| EXTRACTED ENTRIES |
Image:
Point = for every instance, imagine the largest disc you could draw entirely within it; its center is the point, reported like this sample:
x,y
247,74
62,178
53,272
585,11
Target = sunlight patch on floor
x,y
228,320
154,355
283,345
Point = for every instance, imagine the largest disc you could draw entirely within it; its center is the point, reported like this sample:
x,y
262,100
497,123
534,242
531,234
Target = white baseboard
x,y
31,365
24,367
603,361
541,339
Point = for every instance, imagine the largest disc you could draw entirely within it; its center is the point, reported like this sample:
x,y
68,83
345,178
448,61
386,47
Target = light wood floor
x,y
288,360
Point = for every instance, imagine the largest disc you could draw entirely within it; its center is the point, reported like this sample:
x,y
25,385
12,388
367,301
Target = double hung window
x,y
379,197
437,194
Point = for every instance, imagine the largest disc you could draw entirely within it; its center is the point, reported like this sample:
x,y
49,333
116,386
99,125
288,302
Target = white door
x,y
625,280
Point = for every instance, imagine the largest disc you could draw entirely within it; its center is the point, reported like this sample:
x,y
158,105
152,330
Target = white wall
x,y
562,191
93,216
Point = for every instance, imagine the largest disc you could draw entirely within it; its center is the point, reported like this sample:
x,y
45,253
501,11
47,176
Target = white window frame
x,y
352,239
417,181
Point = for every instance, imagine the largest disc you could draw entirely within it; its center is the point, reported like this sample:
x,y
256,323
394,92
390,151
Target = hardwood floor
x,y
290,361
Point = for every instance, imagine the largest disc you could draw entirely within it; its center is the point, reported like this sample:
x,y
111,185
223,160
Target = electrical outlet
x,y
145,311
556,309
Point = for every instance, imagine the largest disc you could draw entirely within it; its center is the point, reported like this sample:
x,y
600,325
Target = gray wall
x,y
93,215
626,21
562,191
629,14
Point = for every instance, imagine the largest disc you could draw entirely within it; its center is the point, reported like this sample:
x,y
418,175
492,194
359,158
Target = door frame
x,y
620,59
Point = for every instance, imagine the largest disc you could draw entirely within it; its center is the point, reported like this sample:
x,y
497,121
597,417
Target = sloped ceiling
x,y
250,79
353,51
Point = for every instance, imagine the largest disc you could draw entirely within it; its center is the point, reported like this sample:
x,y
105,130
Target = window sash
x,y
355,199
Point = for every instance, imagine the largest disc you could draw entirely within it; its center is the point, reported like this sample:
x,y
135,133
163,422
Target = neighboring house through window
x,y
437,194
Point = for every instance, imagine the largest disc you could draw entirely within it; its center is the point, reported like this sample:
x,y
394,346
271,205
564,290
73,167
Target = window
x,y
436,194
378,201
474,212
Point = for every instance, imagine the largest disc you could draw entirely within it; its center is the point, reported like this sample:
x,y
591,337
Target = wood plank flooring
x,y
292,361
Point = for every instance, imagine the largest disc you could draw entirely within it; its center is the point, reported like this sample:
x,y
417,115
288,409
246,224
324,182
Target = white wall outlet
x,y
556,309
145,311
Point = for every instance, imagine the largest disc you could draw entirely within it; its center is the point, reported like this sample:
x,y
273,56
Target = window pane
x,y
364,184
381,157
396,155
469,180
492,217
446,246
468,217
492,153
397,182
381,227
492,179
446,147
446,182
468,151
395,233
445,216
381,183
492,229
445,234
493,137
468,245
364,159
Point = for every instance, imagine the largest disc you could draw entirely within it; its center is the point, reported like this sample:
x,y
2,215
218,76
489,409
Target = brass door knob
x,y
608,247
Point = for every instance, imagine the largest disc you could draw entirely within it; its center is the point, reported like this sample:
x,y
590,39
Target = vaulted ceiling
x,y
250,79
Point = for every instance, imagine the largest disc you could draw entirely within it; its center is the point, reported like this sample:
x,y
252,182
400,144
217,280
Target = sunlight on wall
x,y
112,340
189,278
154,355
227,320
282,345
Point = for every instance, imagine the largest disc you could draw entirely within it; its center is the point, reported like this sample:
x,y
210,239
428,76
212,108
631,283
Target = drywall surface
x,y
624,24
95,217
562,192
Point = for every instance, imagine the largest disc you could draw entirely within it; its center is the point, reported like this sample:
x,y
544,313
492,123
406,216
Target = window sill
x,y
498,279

| GIVEN EXERCISE |
Copy the records above exactly.

| FINAL RESULT |
Image:
Point = for every instance, imagine the largest disc you could draw entirely within it; its center is the point, reported like this sample:
x,y
247,74
62,178
53,272
585,11
Target = sunlight patch on floor
x,y
228,320
154,355
283,345
Point = for every instance, imagine the largest disc you could draw entirely within it; its center is the point, reported like this sample:
x,y
262,100
497,123
534,242
531,234
Target = white baseboard
x,y
31,365
24,367
603,361
541,339
Point = for every instance, imagine the largest disc you could draw entirely within it; its center is the point, reported like this sample:
x,y
68,83
345,178
448,61
386,47
Target = light wood floor
x,y
288,360
Point = for every instance, imagine the largest disc you could draw entirely within it; its center is the point, reported like this sample:
x,y
25,385
12,388
367,301
Target = double hung window
x,y
379,197
437,194
Point = for every instance, imagine the largest disc you could draw entirely within it; its center is the point, reported like this sample:
x,y
49,333
116,386
99,125
288,302
Target = white door
x,y
625,280
Point = for every instance, imagine the largest disc you could draw entirely within it; its center is the point, reported like this sample:
x,y
158,105
152,330
Target = white wall
x,y
562,191
93,216
Point = for every instance, imagine the largest disc you could draw entirely within it; its center is the point, reported like this sample:
x,y
45,253
501,11
47,176
Target = white window frame
x,y
352,239
417,181
Point = for every instance, imagine the largest disc you could draw entirely within it; its center is the point, reported like this sample:
x,y
256,323
394,92
390,151
Target = hardwood floor
x,y
290,361
Point = for every instance, imagine the largest disc you could draw entirely within it; its center is the point, reported like this sample:
x,y
111,185
223,160
Target = electrical outlet
x,y
145,311
556,309
Point = for every instance, imagine the largest disc you could draw entirely within it; its center is the point, reported like this sample:
x,y
600,325
Target = gray wall
x,y
93,215
626,21
562,191
629,14
Point = for every instance, imagine the largest disc you could draw entirely within it; its center is the point, reported like this sample:
x,y
418,175
492,194
359,158
Target = door frame
x,y
620,59
Point = for every instance, imagine the largest disc you could draw entirely within it; its center is the point, reported like this sample:
x,y
497,121
597,417
Target = sloped ceiling
x,y
250,79
353,51
Point = for every instance, imagine the largest disc you could draw entirely within it; its center is the point, reported like this sample:
x,y
105,130
Target = window sash
x,y
355,199
Point = for every instance, imagine the largest disc you could draw entirely within it; its center is the point, reported like this sample:
x,y
135,133
163,422
Target = neighboring house through window
x,y
437,194
Point = for every instance, imagine the largest disc you could draw entirely within it; its center is the point, reported like this sample:
x,y
394,346
271,205
564,290
73,167
Target = window
x,y
436,194
378,201
474,212
Point = for every instance, imagine the largest disc you could draw entirely within it; its center is the point, reported like this sample:
x,y
591,337
Target = wood plank flooring
x,y
292,361
Point = for every instance, imagine the largest disc you could draw entirely within it; its center is the point, reported like this sample:
x,y
417,115
288,409
246,224
324,182
Target = white wall outlet
x,y
556,309
145,311
Point = for every instance, imagine the largest disc you could draw entirely within it; its center is the point, reported like this sample:
x,y
273,56
Target = window pane
x,y
364,184
381,157
396,155
469,180
492,217
446,246
468,217
492,153
397,182
381,227
492,179
446,147
446,182
468,151
395,233
445,216
381,183
492,229
445,234
493,137
468,245
364,159
Point = for every instance, imagine the largest disc you could draw entirely within it; its center is the point, reported like this sample:
x,y
2,215
218,76
489,409
Target = brass door knob
x,y
608,247
Point = for every instance, imagine the largest disc you could draw entirely within it; its center is the point, reported like this sample:
x,y
590,39
Target = vaulted ceiling
x,y
250,79
Point = for every instance, imagine the largest disc you could draw entirely within it; its center is the point, reported like this sample:
x,y
252,182
400,144
217,280
Target = sunlight on wall
x,y
112,340
189,278
154,355
227,320
282,345
Point = for every instance, imagine the largest disc you could draw entirely within it; its center is the point, reported like this sample:
x,y
210,239
428,76
212,108
631,283
Target = drywall surface
x,y
624,24
95,217
562,192
Point = for every instance, imagine the largest disc you could draw entirely within it; its center is the point, reported like this sample:
x,y
544,313
492,123
406,216
Target = window sill
x,y
498,279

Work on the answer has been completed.